Requirement
Give the listing again in full, exactly as it appears.

= = = = =

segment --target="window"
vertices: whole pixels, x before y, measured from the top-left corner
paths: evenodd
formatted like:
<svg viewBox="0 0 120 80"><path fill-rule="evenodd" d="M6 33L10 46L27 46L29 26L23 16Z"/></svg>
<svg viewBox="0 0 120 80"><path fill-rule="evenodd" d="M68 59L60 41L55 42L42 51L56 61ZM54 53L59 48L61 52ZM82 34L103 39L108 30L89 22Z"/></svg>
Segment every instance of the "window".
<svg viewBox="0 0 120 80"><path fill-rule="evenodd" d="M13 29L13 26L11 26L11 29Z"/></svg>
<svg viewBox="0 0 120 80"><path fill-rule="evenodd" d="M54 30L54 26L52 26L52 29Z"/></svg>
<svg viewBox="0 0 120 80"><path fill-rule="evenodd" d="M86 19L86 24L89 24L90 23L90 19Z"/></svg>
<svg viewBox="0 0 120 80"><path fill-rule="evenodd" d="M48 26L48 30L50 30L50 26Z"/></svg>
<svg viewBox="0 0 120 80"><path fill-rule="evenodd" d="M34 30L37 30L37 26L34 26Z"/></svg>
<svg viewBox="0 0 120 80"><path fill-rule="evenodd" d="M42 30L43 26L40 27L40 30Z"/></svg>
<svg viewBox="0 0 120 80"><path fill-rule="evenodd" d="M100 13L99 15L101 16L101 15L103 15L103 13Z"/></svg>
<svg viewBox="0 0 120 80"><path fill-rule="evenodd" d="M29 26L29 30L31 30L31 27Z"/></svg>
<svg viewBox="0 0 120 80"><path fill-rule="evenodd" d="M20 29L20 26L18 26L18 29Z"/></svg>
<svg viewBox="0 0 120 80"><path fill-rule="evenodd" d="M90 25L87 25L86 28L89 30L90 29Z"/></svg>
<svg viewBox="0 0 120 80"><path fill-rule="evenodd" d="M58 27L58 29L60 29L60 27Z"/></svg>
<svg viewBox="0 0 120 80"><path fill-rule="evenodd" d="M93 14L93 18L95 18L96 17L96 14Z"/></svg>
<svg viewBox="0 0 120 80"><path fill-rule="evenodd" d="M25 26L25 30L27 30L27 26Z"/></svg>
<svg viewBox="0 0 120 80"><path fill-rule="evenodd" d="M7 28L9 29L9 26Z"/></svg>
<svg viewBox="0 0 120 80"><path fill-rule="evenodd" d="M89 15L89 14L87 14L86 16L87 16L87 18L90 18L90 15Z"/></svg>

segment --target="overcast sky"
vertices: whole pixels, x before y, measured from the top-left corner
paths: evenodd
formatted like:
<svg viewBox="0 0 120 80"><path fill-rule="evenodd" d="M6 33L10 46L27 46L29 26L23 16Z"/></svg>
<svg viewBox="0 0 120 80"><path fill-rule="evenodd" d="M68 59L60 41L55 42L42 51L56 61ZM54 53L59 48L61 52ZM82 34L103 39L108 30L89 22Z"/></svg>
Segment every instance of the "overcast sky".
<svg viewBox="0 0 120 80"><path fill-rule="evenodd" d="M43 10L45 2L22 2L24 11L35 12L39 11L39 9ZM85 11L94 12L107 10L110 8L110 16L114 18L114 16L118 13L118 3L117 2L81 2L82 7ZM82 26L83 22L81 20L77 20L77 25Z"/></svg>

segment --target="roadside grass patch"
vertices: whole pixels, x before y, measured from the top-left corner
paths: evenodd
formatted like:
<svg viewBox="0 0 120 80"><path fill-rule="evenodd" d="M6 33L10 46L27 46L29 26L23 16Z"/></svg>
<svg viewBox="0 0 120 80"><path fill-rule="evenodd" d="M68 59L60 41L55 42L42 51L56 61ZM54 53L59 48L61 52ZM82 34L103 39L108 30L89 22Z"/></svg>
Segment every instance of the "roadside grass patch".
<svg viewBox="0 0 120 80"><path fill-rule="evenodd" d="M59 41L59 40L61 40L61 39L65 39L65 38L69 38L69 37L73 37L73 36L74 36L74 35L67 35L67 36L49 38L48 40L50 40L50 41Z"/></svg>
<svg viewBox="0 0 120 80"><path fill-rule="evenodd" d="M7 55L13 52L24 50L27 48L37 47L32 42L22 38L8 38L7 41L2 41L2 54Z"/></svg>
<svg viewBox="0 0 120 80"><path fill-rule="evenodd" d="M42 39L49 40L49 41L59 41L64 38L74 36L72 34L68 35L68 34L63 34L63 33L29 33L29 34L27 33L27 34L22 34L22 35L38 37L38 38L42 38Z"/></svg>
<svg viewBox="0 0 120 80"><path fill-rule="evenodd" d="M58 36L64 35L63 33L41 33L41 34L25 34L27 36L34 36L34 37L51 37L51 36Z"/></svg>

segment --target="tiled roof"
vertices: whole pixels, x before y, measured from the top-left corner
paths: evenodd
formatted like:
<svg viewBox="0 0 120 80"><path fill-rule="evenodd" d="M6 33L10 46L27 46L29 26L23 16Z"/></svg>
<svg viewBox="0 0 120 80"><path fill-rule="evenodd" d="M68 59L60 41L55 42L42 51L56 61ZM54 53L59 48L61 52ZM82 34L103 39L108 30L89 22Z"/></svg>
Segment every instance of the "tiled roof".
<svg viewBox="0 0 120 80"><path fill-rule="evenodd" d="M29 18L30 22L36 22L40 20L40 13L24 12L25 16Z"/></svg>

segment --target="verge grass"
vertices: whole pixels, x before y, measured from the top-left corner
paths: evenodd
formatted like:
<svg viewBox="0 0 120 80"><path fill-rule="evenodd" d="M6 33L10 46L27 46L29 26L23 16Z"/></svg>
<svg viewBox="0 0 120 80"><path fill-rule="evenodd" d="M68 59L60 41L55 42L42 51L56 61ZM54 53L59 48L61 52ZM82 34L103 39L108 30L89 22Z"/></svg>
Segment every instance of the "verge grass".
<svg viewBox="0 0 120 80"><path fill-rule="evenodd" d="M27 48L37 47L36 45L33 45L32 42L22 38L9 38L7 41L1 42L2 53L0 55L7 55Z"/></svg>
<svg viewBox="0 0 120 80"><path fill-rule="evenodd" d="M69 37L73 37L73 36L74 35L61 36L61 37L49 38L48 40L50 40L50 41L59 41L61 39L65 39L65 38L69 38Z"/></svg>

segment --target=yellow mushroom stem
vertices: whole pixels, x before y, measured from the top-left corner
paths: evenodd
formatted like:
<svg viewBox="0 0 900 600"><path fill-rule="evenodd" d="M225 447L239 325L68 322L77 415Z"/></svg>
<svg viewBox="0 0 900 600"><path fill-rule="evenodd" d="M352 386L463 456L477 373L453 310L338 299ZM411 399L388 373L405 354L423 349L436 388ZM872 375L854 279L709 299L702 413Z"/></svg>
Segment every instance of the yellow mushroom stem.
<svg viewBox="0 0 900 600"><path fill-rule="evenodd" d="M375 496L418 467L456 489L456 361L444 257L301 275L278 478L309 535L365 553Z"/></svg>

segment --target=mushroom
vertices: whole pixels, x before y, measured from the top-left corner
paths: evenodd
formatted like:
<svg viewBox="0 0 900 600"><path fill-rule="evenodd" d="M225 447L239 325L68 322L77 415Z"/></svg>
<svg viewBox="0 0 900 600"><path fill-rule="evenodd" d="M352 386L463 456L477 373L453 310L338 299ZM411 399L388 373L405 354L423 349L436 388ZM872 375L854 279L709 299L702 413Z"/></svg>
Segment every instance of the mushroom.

= = = = =

Your solution
segment --target="window"
vertices: whole pixels, x before y, measured from the top-left corner
paths: evenodd
formatted like:
<svg viewBox="0 0 120 80"><path fill-rule="evenodd" d="M6 33L10 46L27 46L29 26L23 16Z"/></svg>
<svg viewBox="0 0 120 80"><path fill-rule="evenodd" d="M68 59L60 41L55 42L42 51L56 61ZM54 53L59 48L61 52ZM82 34L103 39L108 30L89 22Z"/></svg>
Segment every instance of the "window".
<svg viewBox="0 0 120 80"><path fill-rule="evenodd" d="M13 29L13 26L11 26L11 29Z"/></svg>
<svg viewBox="0 0 120 80"><path fill-rule="evenodd" d="M54 30L54 26L52 26L52 29Z"/></svg>
<svg viewBox="0 0 120 80"><path fill-rule="evenodd" d="M86 19L86 24L89 24L90 23L90 19Z"/></svg>
<svg viewBox="0 0 120 80"><path fill-rule="evenodd" d="M48 26L48 30L50 30L50 26Z"/></svg>
<svg viewBox="0 0 120 80"><path fill-rule="evenodd" d="M34 30L37 30L37 26L34 26Z"/></svg>
<svg viewBox="0 0 120 80"><path fill-rule="evenodd" d="M42 30L43 26L40 27L40 30Z"/></svg>
<svg viewBox="0 0 120 80"><path fill-rule="evenodd" d="M100 13L99 15L101 16L101 15L103 15L103 13Z"/></svg>
<svg viewBox="0 0 120 80"><path fill-rule="evenodd" d="M29 26L29 30L31 30L31 27Z"/></svg>
<svg viewBox="0 0 120 80"><path fill-rule="evenodd" d="M20 29L20 26L18 26L18 29Z"/></svg>
<svg viewBox="0 0 120 80"><path fill-rule="evenodd" d="M90 25L87 25L86 28L89 30L90 29Z"/></svg>
<svg viewBox="0 0 120 80"><path fill-rule="evenodd" d="M58 27L58 29L60 29L60 27Z"/></svg>
<svg viewBox="0 0 120 80"><path fill-rule="evenodd" d="M93 14L93 18L95 18L96 17L96 14Z"/></svg>
<svg viewBox="0 0 120 80"><path fill-rule="evenodd" d="M25 26L25 30L27 30L27 26Z"/></svg>
<svg viewBox="0 0 120 80"><path fill-rule="evenodd" d="M7 28L9 29L9 26Z"/></svg>
<svg viewBox="0 0 120 80"><path fill-rule="evenodd" d="M89 15L89 14L87 14L86 16L87 16L87 18L90 18L90 15Z"/></svg>

segment --target="overcast sky"
vertices: whole pixels, x before y, measured from the top-left corner
paths: evenodd
formatted like:
<svg viewBox="0 0 120 80"><path fill-rule="evenodd" d="M6 33L10 46L27 46L29 26L23 16Z"/></svg>
<svg viewBox="0 0 120 80"><path fill-rule="evenodd" d="M68 59L60 41L55 42L42 51L56 61ZM54 53L59 48L61 52ZM82 34L103 39L108 30L89 22Z"/></svg>
Segment every instance of the "overcast sky".
<svg viewBox="0 0 120 80"><path fill-rule="evenodd" d="M43 10L45 2L22 2L24 11L35 12L39 11L39 9ZM85 11L94 12L107 10L110 8L110 16L114 18L114 16L118 13L118 3L117 2L81 2L82 7ZM82 26L83 22L81 20L77 20L77 25Z"/></svg>

segment --target="roadside grass patch"
vertices: whole pixels, x before y, measured from the top-left corner
paths: evenodd
formatted like:
<svg viewBox="0 0 120 80"><path fill-rule="evenodd" d="M6 33L10 46L27 46L29 26L23 16Z"/></svg>
<svg viewBox="0 0 120 80"><path fill-rule="evenodd" d="M68 59L60 41L55 42L42 51L56 61ZM54 53L59 48L61 52ZM82 34L103 39L108 30L89 22Z"/></svg>
Segment every instance of the "roadside grass patch".
<svg viewBox="0 0 120 80"><path fill-rule="evenodd" d="M59 41L59 40L61 40L61 39L65 39L65 38L69 38L69 37L73 37L73 36L74 36L74 35L67 35L67 36L49 38L48 40L50 40L50 41Z"/></svg>
<svg viewBox="0 0 120 80"><path fill-rule="evenodd" d="M7 55L13 52L24 50L27 48L37 47L32 42L22 38L8 38L7 41L2 41L2 54Z"/></svg>
<svg viewBox="0 0 120 80"><path fill-rule="evenodd" d="M42 39L49 40L49 41L59 41L64 38L74 36L72 34L68 35L68 34L63 34L63 33L29 33L29 34L27 33L27 34L22 34L22 35L38 37L38 38L42 38Z"/></svg>
<svg viewBox="0 0 120 80"><path fill-rule="evenodd" d="M58 36L64 35L63 33L41 33L41 34L25 34L27 36L34 36L34 37L51 37L51 36Z"/></svg>

segment --target="tiled roof"
vertices: whole pixels, x before y, measured from the top-left corner
paths: evenodd
formatted like:
<svg viewBox="0 0 120 80"><path fill-rule="evenodd" d="M6 33L10 46L27 46L29 26L23 16Z"/></svg>
<svg viewBox="0 0 120 80"><path fill-rule="evenodd" d="M68 59L60 41L55 42L42 51L56 61ZM54 53L59 48L61 52ZM82 34L103 39L108 30L89 22Z"/></svg>
Segment every instance of the "tiled roof".
<svg viewBox="0 0 120 80"><path fill-rule="evenodd" d="M29 18L30 22L36 22L40 20L40 13L24 12L25 16Z"/></svg>

segment --target="verge grass"
vertices: whole pixels, x before y, measured from the top-left corner
paths: evenodd
formatted like:
<svg viewBox="0 0 120 80"><path fill-rule="evenodd" d="M6 33L10 46L27 46L29 26L23 16Z"/></svg>
<svg viewBox="0 0 120 80"><path fill-rule="evenodd" d="M68 59L60 41L55 42L42 51L56 61ZM54 53L59 48L61 52ZM82 34L103 39L108 30L89 22Z"/></svg>
Segment every instance of the "verge grass".
<svg viewBox="0 0 120 80"><path fill-rule="evenodd" d="M27 48L37 47L36 45L33 45L32 42L22 38L9 38L7 41L1 42L2 53L0 55L7 55Z"/></svg>
<svg viewBox="0 0 120 80"><path fill-rule="evenodd" d="M69 37L73 37L73 36L74 35L61 36L61 37L49 38L48 40L50 40L50 41L59 41L61 39L65 39L65 38L69 38Z"/></svg>

segment --target=yellow mushroom stem
vertices: whole pixels, x before y, measured from the top-left corner
paths: evenodd
formatted like:
<svg viewBox="0 0 900 600"><path fill-rule="evenodd" d="M225 447L239 325L68 322L77 415Z"/></svg>
<svg viewBox="0 0 900 600"><path fill-rule="evenodd" d="M352 386L463 456L477 373L453 310L338 299ZM411 399L388 373L405 354L423 349L436 388ZM872 375L854 279L709 299L702 413Z"/></svg>
Segment every instance of the yellow mushroom stem.
<svg viewBox="0 0 900 600"><path fill-rule="evenodd" d="M375 496L418 467L456 489L456 361L444 257L301 275L278 478L309 535L365 553Z"/></svg>

segment --target=mushroom
vertices: whole pixels, x before y, measured from the top-left corner
paths: evenodd
formatted like:
<svg viewBox="0 0 900 600"><path fill-rule="evenodd" d="M225 447L239 325L68 322L77 415Z"/></svg>
<svg viewBox="0 0 900 600"><path fill-rule="evenodd" d="M352 386L463 456L477 373L453 310L338 299ZM411 399L388 373L405 354L423 349L436 388ZM872 375L854 279L709 299L702 413Z"/></svg>
Segment every instance of the mushroom.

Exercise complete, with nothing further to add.